Extrait >>
Kevin Parent : Maître chez soi
Musique

Kevin Parent : Maître chez soi

Huit ans après l’immense consécration de son premier album, KEVIN PARENT reprend simplement la route avec 15 nouvelles chansons. Des chansons sobres portant souvent sur le dur désir de demeurer malgré tout entier, au plus proche de soi-même, intègre et authentique. Simplement? Ces temps qui ont changé ont serré au plus près l’auteur-compositeur qui a traqué, cherché et trouvé jusqu’en lui-même des bonheurs fragiles.

Plage cinq. C’est pas réciproque. Quatre minutes dix-neuf: "Prendre l’air sans sentir,
manger sans goûter.
Faire l’amour dépourvu de désir,
pour finir une longue journée […]
Si c’est ça que t’attends de moi, t’as ben beau c’est pas réciproque…"
Un bar, un verre, un magnéto d’avant le déluge qui tourne et tourne… des réparties complices. Une certaine idée de l’écoute et de l’attention entre rires et stupeur…

Une petite heure de conversation solide avec Kevin Parent saura vous convaincre par-dessus tout d’une chose: des plaisirs et périls de l’amour comme de ceux de la carrière, dans tout ce que lui a offert et lui offre encore la vie, le Gaspésien s’impose une exigence presque constante. Il ne se permet rien qui ne provoque chez lui un débordement de sentiment, de sensations ou de sens.

Et si, sur son nouveau disque, le thème de la liberté nécessaire, explicité jusque dans les détails dans Father on the Go, n’est pas nouveau pour lui, Parent ne s’attarde plus à justifier ses absences.

"Mon plus beau cachet, mon plus gros salaire, c’est d’être présent de la tête aux pieds. Débordant d’amour les yeux clairs, sans futur ni passé", poursuit-il dans C’est pas réciproque.

Sans futur ni passé…
Il faut pourtant revenir en arrière pour saisir les étapes de cette évolution intérieure, du moins jusqu’en 1995 alors que Parent, au lendemain de son premier album, devint en quelque sorte, de scène en scène, de radio en radio, une immense idole populaire, spontanée.

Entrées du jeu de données
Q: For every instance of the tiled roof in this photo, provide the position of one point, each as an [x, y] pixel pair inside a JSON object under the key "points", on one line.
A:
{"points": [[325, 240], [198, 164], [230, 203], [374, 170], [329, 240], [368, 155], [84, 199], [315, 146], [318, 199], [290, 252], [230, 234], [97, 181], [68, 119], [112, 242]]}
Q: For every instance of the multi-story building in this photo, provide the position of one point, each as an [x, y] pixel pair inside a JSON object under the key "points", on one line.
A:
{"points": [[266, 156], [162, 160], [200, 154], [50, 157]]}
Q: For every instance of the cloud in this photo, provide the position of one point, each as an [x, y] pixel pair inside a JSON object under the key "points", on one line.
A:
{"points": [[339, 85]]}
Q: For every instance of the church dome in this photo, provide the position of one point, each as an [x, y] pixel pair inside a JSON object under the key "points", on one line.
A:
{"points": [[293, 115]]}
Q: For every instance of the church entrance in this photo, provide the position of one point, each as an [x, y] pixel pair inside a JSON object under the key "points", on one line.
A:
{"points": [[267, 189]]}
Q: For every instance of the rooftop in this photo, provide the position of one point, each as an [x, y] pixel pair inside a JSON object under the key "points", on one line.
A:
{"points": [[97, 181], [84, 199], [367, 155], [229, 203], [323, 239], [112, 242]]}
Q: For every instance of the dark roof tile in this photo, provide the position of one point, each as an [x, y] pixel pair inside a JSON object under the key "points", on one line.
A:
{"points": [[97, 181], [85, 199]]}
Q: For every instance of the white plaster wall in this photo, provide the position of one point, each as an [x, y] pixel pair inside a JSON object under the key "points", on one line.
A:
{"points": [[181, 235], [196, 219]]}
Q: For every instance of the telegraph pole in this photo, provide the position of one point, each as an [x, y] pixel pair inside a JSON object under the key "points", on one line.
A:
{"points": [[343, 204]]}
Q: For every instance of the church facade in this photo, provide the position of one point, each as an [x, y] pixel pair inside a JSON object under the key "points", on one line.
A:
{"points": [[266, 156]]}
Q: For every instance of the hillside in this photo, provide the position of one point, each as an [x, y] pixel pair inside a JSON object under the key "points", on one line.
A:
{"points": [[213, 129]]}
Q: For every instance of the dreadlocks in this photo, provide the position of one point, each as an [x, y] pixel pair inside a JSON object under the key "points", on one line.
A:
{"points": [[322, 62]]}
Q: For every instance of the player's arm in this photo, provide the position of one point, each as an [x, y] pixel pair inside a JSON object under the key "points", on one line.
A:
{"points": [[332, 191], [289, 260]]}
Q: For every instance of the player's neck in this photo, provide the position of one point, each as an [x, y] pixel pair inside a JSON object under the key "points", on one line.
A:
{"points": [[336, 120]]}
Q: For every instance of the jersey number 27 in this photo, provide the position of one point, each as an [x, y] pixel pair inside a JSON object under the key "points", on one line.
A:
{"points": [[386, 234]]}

Détails de l'exercice >> Extrayez sans rien modifier le passage de l'article sur Kevin Parent qui commence par « Et si, sur son » et se poursuit jusqu'à « justifier ses absences. » inclus. La liste provient d'une source distincte.

Réponse proposée >>
Et si, sur son nouveau disque, le thème de la liberté nécessaire, explicité jusque dans les détails dans Father on the Go, n’est pas nouveau pour lui, Parent ne s’attarde plus à justifier ses absences.